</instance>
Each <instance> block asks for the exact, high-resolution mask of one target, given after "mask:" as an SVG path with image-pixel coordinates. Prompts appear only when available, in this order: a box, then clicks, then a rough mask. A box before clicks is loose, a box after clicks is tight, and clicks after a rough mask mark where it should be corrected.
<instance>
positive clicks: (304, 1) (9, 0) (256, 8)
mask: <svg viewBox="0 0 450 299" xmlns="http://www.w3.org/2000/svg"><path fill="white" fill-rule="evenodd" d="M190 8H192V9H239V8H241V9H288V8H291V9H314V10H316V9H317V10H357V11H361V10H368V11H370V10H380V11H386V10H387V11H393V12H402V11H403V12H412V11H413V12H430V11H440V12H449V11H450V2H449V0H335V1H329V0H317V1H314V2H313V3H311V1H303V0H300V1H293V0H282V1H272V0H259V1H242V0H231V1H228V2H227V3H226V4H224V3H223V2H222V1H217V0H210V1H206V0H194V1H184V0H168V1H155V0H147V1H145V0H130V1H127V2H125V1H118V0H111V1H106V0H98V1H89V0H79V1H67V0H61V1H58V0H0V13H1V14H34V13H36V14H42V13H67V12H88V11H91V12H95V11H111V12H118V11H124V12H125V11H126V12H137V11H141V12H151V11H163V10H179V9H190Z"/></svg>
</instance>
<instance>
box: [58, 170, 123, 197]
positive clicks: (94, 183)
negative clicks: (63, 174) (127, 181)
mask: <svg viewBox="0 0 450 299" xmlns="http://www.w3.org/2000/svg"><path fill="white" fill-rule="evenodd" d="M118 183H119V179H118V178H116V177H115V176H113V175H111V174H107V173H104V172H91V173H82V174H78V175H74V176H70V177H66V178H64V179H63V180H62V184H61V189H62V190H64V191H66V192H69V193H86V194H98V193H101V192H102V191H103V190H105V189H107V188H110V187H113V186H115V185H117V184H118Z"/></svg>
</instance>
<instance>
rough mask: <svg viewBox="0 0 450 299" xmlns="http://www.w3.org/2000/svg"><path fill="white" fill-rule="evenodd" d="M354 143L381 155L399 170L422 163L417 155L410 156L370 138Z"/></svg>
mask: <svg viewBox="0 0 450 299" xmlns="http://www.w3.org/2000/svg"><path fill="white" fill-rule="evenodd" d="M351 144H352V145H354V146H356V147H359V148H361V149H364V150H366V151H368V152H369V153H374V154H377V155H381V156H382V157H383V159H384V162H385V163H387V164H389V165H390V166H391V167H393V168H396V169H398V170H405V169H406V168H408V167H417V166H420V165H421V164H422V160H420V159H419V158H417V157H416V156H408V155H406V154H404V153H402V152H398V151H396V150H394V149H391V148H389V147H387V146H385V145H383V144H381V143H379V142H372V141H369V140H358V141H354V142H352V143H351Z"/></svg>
^^^^^^^^
> **Exercise goal**
Go through the material and set every line down again exactly.

> **Answer area**
</instance>
Each <instance> block asks for the exact, high-resolution mask of one target, given after "mask:" as an SVG path with image-pixel coordinates. Prompts appear only when available, in this order: a box, then clicks, then a rough mask. A box before clicks is loose, a box after clicks is tight, and clicks after a rough mask mark where it should be corrected.
<instance>
positive clicks: (304, 1) (9, 0) (256, 8)
mask: <svg viewBox="0 0 450 299" xmlns="http://www.w3.org/2000/svg"><path fill="white" fill-rule="evenodd" d="M190 8H192V9H239V8H241V9H288V8H291V9H314V10H316V9H317V10H357V11H361V10H368V11H370V10H380V11H386V10H387V11H393V12H402V11H403V12H412V11H413V12H430V11H440V12H449V11H450V2H449V0H335V1H329V0H317V1H314V2H313V3H311V1H303V0H300V1H293V0H282V1H272V0H259V1H242V0H231V1H228V2H227V3H226V4H224V3H223V2H222V1H217V0H210V1H206V0H194V1H184V0H168V1H155V0H147V1H145V0H130V1H127V2H125V1H118V0H111V1H106V0H98V1H89V0H79V1H67V0H61V1H58V0H0V13H1V14H34V13H36V14H42V13H67V12H88V11H91V12H95V11H111V12H118V11H124V12H125V11H126V12H137V11H141V12H151V11H163V10H179V9H190Z"/></svg>
</instance>
<instance>
box: [58, 170, 123, 197]
positive clicks: (94, 183)
negative clicks: (63, 174) (127, 181)
mask: <svg viewBox="0 0 450 299" xmlns="http://www.w3.org/2000/svg"><path fill="white" fill-rule="evenodd" d="M118 183H119V179H118V178H116V177H115V176H113V175H111V174H107V173H104V172H91V173H82V174H78V175H74V176H70V177H66V178H64V179H63V180H62V184H61V189H62V190H64V191H66V192H69V193H86V194H98V193H101V192H102V191H103V190H105V189H107V188H110V187H113V186H115V185H117V184H118Z"/></svg>
</instance>
<instance>
rough mask: <svg viewBox="0 0 450 299" xmlns="http://www.w3.org/2000/svg"><path fill="white" fill-rule="evenodd" d="M354 143L381 155L399 170L422 163L417 155L410 156L370 138Z"/></svg>
mask: <svg viewBox="0 0 450 299" xmlns="http://www.w3.org/2000/svg"><path fill="white" fill-rule="evenodd" d="M351 144H352V145H354V146H356V147H359V148H361V149H364V150H366V151H368V152H369V153H374V154H377V155H381V156H382V157H383V159H384V162H385V163H387V164H389V165H390V166H391V167H393V168H396V169H398V170H405V169H406V168H408V167H417V166H420V165H421V164H422V160H420V159H419V158H417V157H416V156H408V155H406V154H404V153H402V152H398V151H396V150H394V149H391V148H389V147H387V146H385V145H383V144H381V143H379V142H372V141H369V140H358V141H354V142H352V143H351Z"/></svg>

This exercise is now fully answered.